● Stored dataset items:
:::

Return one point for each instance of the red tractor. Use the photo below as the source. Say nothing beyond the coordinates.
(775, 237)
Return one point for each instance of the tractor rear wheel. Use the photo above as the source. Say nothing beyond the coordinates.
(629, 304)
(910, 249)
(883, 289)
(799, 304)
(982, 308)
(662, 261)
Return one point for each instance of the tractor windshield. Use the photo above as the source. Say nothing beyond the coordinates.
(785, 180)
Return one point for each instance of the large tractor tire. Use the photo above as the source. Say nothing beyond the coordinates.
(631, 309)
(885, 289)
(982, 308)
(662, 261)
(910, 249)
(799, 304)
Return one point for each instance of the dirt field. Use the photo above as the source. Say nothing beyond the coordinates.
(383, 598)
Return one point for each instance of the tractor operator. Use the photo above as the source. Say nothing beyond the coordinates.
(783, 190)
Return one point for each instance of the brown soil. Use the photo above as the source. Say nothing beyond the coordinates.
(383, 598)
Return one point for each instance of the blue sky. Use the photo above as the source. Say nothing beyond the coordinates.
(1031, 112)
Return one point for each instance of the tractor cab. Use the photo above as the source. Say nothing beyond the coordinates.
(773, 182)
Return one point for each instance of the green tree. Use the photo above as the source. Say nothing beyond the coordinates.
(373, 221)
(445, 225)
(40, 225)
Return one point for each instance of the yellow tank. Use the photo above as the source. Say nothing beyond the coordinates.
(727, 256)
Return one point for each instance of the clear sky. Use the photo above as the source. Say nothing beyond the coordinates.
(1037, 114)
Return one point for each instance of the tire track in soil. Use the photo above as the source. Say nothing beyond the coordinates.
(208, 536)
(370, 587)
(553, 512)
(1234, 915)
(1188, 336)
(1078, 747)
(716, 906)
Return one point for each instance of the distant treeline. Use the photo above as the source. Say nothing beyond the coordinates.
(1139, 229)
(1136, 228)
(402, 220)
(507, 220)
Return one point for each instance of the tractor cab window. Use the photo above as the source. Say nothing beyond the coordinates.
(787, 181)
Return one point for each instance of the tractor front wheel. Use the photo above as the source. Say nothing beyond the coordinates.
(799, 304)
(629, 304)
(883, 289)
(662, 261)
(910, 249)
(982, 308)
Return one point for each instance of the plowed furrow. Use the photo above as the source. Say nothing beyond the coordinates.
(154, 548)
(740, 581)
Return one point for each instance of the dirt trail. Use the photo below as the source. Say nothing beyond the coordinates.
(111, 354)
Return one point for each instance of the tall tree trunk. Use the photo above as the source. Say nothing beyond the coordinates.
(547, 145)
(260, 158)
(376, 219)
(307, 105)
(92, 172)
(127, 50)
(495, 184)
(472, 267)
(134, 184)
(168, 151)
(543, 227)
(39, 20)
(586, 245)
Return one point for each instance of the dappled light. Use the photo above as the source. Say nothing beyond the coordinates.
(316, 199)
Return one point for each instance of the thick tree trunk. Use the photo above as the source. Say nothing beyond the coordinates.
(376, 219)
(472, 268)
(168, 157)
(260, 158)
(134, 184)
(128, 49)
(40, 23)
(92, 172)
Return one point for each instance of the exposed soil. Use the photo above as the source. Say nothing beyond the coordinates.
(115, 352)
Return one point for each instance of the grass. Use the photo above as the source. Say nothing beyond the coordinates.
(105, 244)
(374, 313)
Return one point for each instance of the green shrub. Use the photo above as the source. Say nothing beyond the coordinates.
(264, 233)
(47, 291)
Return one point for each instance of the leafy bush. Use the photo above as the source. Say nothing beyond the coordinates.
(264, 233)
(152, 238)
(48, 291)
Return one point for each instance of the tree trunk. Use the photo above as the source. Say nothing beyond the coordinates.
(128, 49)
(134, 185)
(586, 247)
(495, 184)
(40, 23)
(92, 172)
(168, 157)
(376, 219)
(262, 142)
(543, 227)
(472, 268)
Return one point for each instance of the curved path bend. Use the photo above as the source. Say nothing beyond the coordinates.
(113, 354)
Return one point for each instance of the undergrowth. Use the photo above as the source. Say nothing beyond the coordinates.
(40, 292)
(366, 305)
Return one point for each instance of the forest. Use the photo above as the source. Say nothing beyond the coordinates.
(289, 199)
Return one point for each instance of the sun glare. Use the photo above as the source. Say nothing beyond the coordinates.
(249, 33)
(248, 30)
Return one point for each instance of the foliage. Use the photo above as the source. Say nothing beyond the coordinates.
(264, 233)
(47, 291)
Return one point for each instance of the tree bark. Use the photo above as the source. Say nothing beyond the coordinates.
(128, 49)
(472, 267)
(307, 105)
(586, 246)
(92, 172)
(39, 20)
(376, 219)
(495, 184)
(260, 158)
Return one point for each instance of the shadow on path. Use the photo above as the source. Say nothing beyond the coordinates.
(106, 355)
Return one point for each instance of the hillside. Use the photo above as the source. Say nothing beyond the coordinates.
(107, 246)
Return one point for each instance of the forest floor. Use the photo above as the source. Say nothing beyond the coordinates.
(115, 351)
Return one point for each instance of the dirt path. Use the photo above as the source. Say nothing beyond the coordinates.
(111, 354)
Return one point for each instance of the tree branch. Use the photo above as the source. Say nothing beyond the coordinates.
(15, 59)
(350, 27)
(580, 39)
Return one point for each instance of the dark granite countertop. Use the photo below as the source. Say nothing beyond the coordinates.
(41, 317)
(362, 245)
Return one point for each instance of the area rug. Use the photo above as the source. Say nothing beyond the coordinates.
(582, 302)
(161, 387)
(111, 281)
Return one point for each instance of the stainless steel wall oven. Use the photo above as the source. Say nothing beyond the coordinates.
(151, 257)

:::

● The request:
Set down every line of the data above verbatim, without changing anything.

● Answer to the task:
Return one point for each instance of the red tractor. Use the photo below as the source. Say nothing beyond the coordinates.
(775, 237)
Return one point for each instance of the tractor rear wheel. Use the photo above as the source. Say nothing beyond the coordinates.
(629, 304)
(910, 249)
(883, 289)
(799, 304)
(982, 308)
(662, 261)
Return one point for each instance of the tractor windshield. Use the photo above as the source. Say nothing beyond the coordinates.
(785, 180)
Return one point for each instance of the large tractor tire. Use the photo above as the source. Say nothing beyond the coordinates.
(631, 309)
(885, 289)
(982, 308)
(662, 261)
(910, 249)
(799, 304)
Return one point for each instance of the dirt field. Use the photo above as the source. Say nothing beyond the coordinates.
(383, 598)
Return one point for each instance of the tractor operator. Use the photo above as the source. Say nothing beyond the coordinates.
(783, 190)
Return one point for each instance of the brown soil. Use the photo above as the source. Say nothing beyond the coordinates.
(383, 598)
Return one point for each instance of the blue sky. Use the photo above as the source. Say nothing beyond the coordinates.
(1031, 112)
Return one point for each instance of the tractor cab. Use the photo above as the source. Say nothing beyond the coordinates.
(773, 182)
Return one point for each instance of the green tree. Use the photo above as the source. Say nothing beyond the coordinates.
(373, 221)
(445, 225)
(40, 225)
Return one point for each instance of the yellow tank. Use the photo above as the source. Say nothing beyond the coordinates.
(727, 256)
Return one point for each instance of the clear sky. Use the photo above as the source. Say nothing beyond the coordinates.
(1037, 114)
Return one point for each instance of the tire track in soil. Use the photo above as the source. Say nothing beyond the coordinates.
(208, 536)
(370, 587)
(553, 512)
(1234, 915)
(1188, 336)
(1078, 747)
(716, 906)
Return one point for each instance of the distant treeline. Use the photo above as the source. Say nothing beyond the coordinates.
(1139, 229)
(1136, 228)
(402, 220)
(507, 220)
Return one point for each instance of the tractor cab window. Use the photo above as the source. Say nothing beyond the coordinates.
(787, 181)
Return one point for each instance of the tractor front wheel. Use the photo above as the source. Say nothing beyond the coordinates.
(799, 304)
(629, 304)
(883, 289)
(662, 261)
(910, 249)
(982, 308)
Return one point for each instance of the plowed furrow. Use the photo above as the source. Say nothing beyond the coordinates.
(154, 548)
(740, 581)
Return one point for each instance of the dirt trail. Use the photo below as the source. Say nothing beyond the coordinates.
(111, 354)
Return one point for each instance of the tall tree trunk. Use the photo above as the source. Say nothing beyond the coordinates.
(547, 145)
(260, 158)
(376, 219)
(307, 105)
(92, 172)
(127, 50)
(495, 184)
(472, 267)
(134, 184)
(168, 151)
(543, 227)
(39, 20)
(586, 245)
Return one point for each instance of the dappled light. Use the photo above as the source. Say nothing beyond the coordinates.
(316, 199)
Return one point for each instance of the thick tree trunk. Use the photo above as the source. Say nothing beyond the coordinates.
(376, 219)
(472, 268)
(168, 157)
(260, 158)
(134, 184)
(128, 49)
(40, 23)
(92, 172)
Return one point for each instance of the exposed soil. Use the photo above as the source. Say nothing beyond the coordinates.
(115, 352)
Return one point for each instance of the grass. Use the photo above as the source. Say nothing beyond the coordinates.
(105, 244)
(374, 313)
Return one point for each instance of the green shrub. Use the photo above as the source. Say nothing beyond the coordinates.
(264, 233)
(47, 291)
Return one point for each instance of the leafy bush. Use the photo above as the source. Say nothing beyond the coordinates.
(264, 233)
(152, 238)
(48, 291)
Return one point for each instance of the tree trunk. Use the photo above as the source. Say nothing beyond the coordinates.
(128, 49)
(134, 185)
(586, 247)
(495, 184)
(40, 23)
(92, 172)
(168, 157)
(376, 219)
(262, 142)
(543, 227)
(472, 268)
Return one point for each instance of the curved path bend. Use the photo above as the source. Say nothing beyond the coordinates.
(113, 354)
Return one point for each instance of the undergrowth. Use the photo above as the source. Say nothing beyond the coordinates.
(40, 292)
(366, 305)
Return one point for each instance of the forest. Use the photo above as the source. Say nothing beyond the coordinates.
(289, 199)
Return one point for each instance of the sun glare. Use the photo above as the source. Say nothing beyond the coordinates.
(249, 33)
(248, 30)
Return one point for each instance of the foliage. Use the photo above as the source. Say nothing beyond the coordinates.
(264, 233)
(47, 291)
Return one point for each instance of the tree bark. Use the photo above as the source. Say nothing beyond the coordinates.
(128, 49)
(472, 267)
(307, 105)
(586, 246)
(92, 172)
(39, 20)
(376, 219)
(495, 184)
(260, 158)
Return one point for each instance of the shadow on path. Use the photo above as the source. Say nothing beyond the coordinates.
(106, 355)
Return one point for each instance of the hillside. Use the photo above as the source. Say nothing beyond the coordinates.
(107, 246)
Return one point for each instance of the forest floor. Use the photo above as the source. Say nothing beyond the coordinates.
(115, 351)
Return one point for each instance of the dirt path. Use the photo above as the source. Say nothing beyond the coordinates.
(111, 354)
Return one point for each instance of the tree branch. Use the photo above as the source. Say nothing beyond the coordinates.
(15, 59)
(350, 27)
(580, 39)
Return one point for each instance of the dark granite countertop. Use the photo below as the source. Say nothing beyond the coordinates.
(41, 317)
(362, 245)
Return one point for each instance of the area rug. Use the photo above as the source. Say nothing beyond the coordinates.
(582, 302)
(161, 387)
(111, 281)
Return one point for each instance of the stainless steel wall oven. Use the photo above as the source. Say nothing beyond the coordinates.
(151, 257)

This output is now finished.